Excerpts from a dataset
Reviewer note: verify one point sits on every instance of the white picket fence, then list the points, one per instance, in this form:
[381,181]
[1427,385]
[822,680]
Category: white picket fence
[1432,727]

**What is being asked:** A full, exact repeat of the entries above is required.

**Problem solution:**
Reviewer note: verify one point sits on every instance of the white picket fence, then list the points, one per instance, in this form:
[381,181]
[1427,385]
[822,680]
Category: white picket fence
[1432,727]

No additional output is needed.